Completa quanto segue:
1 – Riassumi in due frasi il brano qui sotto sulla Forza del destino a Parma.
2 – Ricopia la parte del brano sulla Forza del destino a Parma che inizia dalle parole "La Forza del Destino ha" e si ferma dopo le parole "situazione si trovi.".

Brano del documento:
########

La Forza del destino a Parma

La Forza del Destino ha inaugurato la nuova stagione 2011 del Teatro Regio di Parma, la stagione forse più breve dalla nascita del teatro. Caparbiamente melomane, la città si è stretta attorno al suo Verdi, dimenticando polemiche e burrasche dei mesi scorsi, perché questa città dell’opera lirica non può fare a meno, in qualunque situazione si trovi.
Il pubblico ha calorosamente applaudito la produzione ed i suoi protagonisti, l’amatissima Demetra Theodossiou ed il maestro Gelmetti in particolare, mettendo da parte anche le palpabili riserve sull’allestimento. Si percepiva un certo bisogno di applaudire, di poter applaudire serenamente all’opera dopo le due terribili “prime” del Verdi festival.

########

[Record di annotazione con coordinate]
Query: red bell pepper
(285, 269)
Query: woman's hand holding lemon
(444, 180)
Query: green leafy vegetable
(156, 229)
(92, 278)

########

Risposte complete:
1 – La Forza del destino ha aperto la stagione 2011 del Teatro Regio di Parma, forse la più breve dalla nascita del teatro, e la città si è stretta attorno al suo Verdi dimenticando le polemiche dei mesi scorsi. Il pubblico ha applaudito con calore la produzione e i protagonisti, soprattutto Demetra Theodossiou e il maestro Gelmetti, nonostante le riserve sull'allestimento.

2 –
La Forza del Destino ha inaugurato la nuova stagione 2011 del Teatro Regio di Parma, la stagione forse più breve dalla nascita del teatro. Caparbiamente melomane, la città si è stretta attorno al suo Verdi, dimenticando polemiche e burrasche dei mesi scorsi, perché questa città dell’opera lirica non può fare a meno, in qualunque situazione si trovi.